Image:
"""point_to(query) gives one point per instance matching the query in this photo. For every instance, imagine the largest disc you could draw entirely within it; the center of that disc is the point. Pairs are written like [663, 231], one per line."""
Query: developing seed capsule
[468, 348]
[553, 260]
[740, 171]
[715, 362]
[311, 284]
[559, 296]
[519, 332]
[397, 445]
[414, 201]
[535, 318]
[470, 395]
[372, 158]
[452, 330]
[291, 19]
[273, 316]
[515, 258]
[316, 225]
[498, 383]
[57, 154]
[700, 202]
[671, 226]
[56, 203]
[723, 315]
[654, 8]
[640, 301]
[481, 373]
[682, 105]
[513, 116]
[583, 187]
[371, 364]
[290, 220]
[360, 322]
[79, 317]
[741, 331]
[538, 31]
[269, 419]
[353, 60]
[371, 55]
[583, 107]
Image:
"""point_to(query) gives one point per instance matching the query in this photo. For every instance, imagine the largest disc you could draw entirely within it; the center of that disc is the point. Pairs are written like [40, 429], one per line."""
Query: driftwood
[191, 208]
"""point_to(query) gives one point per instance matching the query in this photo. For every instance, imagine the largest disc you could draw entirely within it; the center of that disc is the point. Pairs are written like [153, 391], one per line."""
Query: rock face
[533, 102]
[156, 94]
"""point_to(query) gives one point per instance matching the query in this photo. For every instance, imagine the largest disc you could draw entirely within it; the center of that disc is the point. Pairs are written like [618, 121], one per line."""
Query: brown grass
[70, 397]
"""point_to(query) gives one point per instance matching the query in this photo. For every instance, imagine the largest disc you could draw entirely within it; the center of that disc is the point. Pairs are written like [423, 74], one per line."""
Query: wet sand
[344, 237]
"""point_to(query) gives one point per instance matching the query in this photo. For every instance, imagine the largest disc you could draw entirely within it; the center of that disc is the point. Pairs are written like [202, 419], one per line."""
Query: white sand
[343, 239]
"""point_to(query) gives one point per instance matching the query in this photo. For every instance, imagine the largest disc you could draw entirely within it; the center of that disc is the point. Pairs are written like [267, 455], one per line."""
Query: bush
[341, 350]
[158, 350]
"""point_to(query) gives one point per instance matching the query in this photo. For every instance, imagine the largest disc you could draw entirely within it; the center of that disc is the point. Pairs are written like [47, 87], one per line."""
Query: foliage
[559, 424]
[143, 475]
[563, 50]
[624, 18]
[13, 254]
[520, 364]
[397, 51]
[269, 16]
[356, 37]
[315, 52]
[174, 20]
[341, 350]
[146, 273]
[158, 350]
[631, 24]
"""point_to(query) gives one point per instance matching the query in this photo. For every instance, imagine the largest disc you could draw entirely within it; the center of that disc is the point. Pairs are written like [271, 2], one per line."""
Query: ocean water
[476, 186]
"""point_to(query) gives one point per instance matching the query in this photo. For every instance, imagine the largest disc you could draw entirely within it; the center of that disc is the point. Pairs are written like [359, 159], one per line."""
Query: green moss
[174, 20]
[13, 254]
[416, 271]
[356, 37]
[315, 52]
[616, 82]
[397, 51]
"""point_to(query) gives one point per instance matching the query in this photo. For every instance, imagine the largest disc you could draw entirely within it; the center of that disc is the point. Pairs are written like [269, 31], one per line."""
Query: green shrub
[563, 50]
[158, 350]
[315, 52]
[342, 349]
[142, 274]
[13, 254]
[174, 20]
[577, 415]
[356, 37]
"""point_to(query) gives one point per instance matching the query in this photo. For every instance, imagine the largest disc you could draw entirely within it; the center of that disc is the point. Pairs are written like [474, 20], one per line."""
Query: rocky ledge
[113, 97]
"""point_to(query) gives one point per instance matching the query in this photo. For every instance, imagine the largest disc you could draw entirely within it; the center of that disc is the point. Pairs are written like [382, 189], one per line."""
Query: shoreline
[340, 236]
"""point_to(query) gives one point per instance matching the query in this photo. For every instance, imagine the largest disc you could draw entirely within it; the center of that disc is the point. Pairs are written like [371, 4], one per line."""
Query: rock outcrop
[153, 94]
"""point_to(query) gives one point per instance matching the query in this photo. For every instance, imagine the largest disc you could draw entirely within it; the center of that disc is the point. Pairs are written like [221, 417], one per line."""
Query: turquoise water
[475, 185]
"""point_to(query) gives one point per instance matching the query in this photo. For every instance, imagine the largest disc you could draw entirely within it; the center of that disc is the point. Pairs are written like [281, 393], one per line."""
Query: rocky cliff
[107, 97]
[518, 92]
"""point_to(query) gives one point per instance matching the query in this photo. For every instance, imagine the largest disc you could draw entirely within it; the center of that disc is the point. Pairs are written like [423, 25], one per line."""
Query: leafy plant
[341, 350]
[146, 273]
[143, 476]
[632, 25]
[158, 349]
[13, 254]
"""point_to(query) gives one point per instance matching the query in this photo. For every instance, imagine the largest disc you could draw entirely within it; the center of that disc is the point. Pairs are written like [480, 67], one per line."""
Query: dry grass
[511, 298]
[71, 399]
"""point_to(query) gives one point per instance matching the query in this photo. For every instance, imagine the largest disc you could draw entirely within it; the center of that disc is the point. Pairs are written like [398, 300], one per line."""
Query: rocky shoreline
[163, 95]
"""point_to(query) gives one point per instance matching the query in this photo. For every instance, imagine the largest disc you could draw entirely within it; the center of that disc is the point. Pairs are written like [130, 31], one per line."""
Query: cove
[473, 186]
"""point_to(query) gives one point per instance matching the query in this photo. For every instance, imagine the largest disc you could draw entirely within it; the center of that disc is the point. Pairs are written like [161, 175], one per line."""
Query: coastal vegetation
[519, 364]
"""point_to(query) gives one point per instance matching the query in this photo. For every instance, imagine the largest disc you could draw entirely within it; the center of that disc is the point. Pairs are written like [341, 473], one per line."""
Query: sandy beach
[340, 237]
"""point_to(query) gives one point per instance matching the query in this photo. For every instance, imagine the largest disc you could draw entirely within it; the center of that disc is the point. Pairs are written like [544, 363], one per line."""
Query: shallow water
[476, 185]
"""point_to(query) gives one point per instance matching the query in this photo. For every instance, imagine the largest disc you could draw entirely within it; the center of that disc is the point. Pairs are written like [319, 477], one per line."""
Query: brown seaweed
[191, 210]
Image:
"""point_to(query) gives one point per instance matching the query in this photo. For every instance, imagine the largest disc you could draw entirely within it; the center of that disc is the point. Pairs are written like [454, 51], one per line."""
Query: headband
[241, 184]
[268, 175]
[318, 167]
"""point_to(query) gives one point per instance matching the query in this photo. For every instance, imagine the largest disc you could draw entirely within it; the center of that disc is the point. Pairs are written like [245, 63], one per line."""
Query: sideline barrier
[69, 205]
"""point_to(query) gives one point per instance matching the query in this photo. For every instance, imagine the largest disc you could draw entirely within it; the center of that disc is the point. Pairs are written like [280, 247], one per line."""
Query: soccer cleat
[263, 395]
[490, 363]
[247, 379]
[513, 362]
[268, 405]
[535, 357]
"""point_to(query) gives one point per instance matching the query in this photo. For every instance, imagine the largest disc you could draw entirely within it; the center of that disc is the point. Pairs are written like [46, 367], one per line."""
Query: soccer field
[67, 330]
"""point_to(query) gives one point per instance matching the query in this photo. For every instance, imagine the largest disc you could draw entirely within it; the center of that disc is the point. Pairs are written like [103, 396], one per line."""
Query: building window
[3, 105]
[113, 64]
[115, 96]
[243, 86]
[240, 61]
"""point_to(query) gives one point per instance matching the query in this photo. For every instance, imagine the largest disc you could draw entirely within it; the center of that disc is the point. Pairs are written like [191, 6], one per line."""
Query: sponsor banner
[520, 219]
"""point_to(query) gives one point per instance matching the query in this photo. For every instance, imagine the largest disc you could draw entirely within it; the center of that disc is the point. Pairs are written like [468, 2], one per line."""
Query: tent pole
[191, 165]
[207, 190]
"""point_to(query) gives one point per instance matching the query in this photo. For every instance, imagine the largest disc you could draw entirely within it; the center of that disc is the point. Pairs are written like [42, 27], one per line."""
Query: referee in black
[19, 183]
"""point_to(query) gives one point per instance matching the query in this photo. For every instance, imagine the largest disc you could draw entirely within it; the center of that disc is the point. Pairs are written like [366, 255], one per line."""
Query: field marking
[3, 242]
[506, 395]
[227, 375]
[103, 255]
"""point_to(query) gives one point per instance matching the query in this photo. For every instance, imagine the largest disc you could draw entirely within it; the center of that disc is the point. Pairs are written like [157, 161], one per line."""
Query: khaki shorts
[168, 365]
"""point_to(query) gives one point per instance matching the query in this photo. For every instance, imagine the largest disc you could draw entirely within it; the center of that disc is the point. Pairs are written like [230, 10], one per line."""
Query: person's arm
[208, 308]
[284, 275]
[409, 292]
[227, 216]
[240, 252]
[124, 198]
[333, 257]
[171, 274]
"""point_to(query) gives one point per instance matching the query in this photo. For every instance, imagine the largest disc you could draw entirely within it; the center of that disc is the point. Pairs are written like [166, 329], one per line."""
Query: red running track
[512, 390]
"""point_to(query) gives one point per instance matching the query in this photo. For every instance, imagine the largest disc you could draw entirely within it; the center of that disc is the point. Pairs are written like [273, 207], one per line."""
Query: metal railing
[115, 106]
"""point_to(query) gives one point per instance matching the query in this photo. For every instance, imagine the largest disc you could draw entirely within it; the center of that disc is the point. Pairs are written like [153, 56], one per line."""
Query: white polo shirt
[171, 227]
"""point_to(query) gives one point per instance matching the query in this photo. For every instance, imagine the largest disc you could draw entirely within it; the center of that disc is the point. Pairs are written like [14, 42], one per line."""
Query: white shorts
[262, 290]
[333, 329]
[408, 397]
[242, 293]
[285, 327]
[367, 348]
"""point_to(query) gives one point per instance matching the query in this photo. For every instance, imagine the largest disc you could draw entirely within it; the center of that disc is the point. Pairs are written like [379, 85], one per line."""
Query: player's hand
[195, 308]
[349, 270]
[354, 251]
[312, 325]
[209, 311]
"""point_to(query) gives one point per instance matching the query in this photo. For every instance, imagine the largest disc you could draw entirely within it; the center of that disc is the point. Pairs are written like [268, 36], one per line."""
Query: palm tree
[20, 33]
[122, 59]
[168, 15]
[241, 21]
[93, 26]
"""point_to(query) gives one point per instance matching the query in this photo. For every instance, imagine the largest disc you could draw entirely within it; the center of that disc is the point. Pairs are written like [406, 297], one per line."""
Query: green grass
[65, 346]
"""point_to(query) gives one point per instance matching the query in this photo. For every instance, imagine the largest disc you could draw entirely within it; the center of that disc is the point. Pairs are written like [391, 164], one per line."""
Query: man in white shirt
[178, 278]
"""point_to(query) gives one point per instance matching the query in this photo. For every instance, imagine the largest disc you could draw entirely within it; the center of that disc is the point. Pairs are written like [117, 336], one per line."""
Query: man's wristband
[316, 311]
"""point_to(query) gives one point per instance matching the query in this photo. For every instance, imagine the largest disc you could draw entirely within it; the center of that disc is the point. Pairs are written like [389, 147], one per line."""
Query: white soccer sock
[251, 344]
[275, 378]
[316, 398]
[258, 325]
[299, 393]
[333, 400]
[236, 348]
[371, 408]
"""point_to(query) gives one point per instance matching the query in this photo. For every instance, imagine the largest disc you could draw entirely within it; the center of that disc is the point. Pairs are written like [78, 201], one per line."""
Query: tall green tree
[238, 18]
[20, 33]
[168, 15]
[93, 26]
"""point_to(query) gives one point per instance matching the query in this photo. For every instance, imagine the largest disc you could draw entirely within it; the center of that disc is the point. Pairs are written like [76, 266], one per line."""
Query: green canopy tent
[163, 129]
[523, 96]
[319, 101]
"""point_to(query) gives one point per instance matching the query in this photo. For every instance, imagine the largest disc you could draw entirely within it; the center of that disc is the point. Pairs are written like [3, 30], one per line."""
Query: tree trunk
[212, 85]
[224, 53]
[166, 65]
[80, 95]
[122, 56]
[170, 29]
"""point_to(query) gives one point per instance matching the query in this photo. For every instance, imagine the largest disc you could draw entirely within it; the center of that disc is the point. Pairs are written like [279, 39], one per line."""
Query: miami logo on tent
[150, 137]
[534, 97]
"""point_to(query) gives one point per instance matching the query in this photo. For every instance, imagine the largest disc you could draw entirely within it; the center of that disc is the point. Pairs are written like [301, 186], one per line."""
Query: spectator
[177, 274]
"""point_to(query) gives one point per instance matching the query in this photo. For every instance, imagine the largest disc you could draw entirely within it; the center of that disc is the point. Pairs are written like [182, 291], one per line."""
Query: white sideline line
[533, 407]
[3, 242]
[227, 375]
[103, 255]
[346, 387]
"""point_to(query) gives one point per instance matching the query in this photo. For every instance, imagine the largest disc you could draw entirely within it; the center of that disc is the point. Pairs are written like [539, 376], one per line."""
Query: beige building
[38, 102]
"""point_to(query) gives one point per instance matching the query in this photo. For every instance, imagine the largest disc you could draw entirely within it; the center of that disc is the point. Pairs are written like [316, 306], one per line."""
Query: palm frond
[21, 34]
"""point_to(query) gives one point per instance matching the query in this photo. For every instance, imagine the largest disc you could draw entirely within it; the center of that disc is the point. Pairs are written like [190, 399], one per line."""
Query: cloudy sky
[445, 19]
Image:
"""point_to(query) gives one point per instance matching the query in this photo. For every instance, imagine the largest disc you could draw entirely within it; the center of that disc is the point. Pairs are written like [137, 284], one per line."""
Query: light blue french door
_____
Quote every line from the line containing "[182, 291], one" through the closing line of the listing, including both.

"""point_to(query) gives one point per instance matching the query in this photo. For every instance, imagine the largest disc you could draw entirely within it; the center of that disc is the point. Pairs are written like [182, 291], one per line."""
Query: white sideline line
[533, 407]
[3, 242]
[227, 375]
[103, 255]
[346, 387]
"""point_to(query) gives one point per instance matching the query in this photo. For every instance, imagine the largest disc you could draw entirely within it; the center of that disc is the point. Pairs are written like [539, 376], one per line."""
Query: beige building
[38, 102]
"""point_to(query) gives one point per instance matching the query in this photo. For every instance, imagine the largest disc you could draw entirely within it; the center of that disc is the point. Pairs are written like [316, 306], one per line."""
Query: palm frond
[21, 34]
"""point_to(query) gives one point per instance matching the query in this photo. For every instance, imagine the largest disc you could draw entirely within it; the center of that disc is the point. Pairs are written like [190, 399], one per line."""
Query: cloudy sky
[445, 19]
Image:
"""point_to(query) gives one point per instance matching the query in this photo. For every instance, imagine the largest disc you could draw entirely within it; the center of that disc is the point. Pairs are written like [137, 284], one per line."""
Query: light blue french door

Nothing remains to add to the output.